#### Arbeitsauftrag:
Entnimm dem Textauszug über Amazons Gesundheitsprojekte wortgetreu die Passage von „In meinem Netzwerk“ bis einschließlich „Ende 2022 eingestampft.“.

#### Textauszug:
In meinem Netzwerk nehme ich zahlreiche kritische Stimmen wahr, die diese Übernahme als eine „weitere Fehlinvestition“ von Amazon sehen: Immerhin hat sich der Konzern bereits bei anderen Healthcare-Abenteuern eine blutige Nase geholt. Man denke an Amazon Care, den Telehealth-Service, der seit 2019 in gut 20 US-Großstädten etabliert werden sollte, und schon 2022 wieder eingestellt wurde. Oder an den Versuch, zusammen mit JP Morgan und Berkshire Hathaway im Joint Venture „Haven Healthcare“ 2018 eine eigene Krankenversicherung aufzubauen: Ebenfalls 2021 eingestellt. Oder auch ein Programm, über das Amazon-Kunden mit Hilfe von Alexa Arzttermine buchen konnten, sich nach Klinikaufenthalten bei der Nachsorge unterstützen lassen konnten oder den Status von Medikamentenlieferungen erfragen konnten – ebenfalls Ende 2022 eingestampft.

#### Vorliegende Angaben:

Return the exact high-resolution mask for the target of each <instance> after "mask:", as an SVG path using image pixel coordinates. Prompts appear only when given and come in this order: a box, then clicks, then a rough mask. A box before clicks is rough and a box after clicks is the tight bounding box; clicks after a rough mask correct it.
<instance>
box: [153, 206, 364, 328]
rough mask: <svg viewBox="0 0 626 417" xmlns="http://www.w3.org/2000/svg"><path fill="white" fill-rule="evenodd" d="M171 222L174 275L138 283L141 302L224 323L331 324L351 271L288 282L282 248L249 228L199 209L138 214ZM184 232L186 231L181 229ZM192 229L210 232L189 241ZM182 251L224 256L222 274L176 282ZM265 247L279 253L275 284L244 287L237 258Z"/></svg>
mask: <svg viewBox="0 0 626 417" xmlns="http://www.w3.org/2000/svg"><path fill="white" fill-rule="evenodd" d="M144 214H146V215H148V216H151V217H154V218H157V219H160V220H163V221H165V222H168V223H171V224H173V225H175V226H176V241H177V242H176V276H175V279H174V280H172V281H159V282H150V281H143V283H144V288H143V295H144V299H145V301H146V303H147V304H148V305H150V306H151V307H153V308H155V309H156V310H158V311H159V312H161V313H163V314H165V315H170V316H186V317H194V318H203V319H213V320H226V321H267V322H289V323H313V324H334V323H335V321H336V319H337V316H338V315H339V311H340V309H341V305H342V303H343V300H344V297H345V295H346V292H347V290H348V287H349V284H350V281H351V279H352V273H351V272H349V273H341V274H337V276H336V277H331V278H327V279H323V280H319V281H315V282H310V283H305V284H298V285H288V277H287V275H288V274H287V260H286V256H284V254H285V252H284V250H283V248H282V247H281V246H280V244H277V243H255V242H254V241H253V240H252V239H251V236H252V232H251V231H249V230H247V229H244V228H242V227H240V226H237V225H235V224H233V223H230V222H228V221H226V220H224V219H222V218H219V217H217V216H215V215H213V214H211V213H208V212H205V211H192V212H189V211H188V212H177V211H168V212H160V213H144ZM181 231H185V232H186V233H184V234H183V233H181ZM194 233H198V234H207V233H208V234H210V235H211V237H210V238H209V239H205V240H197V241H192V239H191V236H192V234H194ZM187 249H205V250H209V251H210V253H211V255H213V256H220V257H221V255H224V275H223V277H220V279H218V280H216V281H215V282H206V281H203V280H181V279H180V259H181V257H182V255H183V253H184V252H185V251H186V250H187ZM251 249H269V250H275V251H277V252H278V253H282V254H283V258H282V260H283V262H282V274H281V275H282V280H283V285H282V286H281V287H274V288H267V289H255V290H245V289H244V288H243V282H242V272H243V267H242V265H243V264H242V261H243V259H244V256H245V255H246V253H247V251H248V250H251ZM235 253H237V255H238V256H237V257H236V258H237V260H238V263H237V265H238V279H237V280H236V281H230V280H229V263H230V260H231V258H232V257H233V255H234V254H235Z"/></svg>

#### Schriftliche Antwort:
In meinem Netzwerk nehme ich zahlreiche kritische Stimmen wahr, die diese Übernahme als eine „weitere Fehlinvestition“ von Amazon sehen: Immerhin hat sich der Konzern bereits bei anderen Healthcare-Abenteuern eine blutige Nase geholt. Man denke an Amazon Care, den Telehealth-Service, der seit 2019 in gut 20 US-Großstädten etabliert werden sollte, und schon 2022 wieder eingestellt wurde. Oder an den Versuch, zusammen mit JP Morgan und Berkshire Hathaway im Joint Venture „Haven Healthcare“ 2018 eine eigene Krankenversicherung aufzubauen: Ebenfalls 2021 eingestellt. Oder auch ein Programm, über das Amazon-Kunden mit Hilfe von Alexa Arzttermine buchen konnten, sich nach Klinikaufenthalten bei der Nachsorge unterstützen lassen konnten oder den Status von Medikamentenlieferungen erfragen konnten – ebenfalls Ende 2022 eingestampft.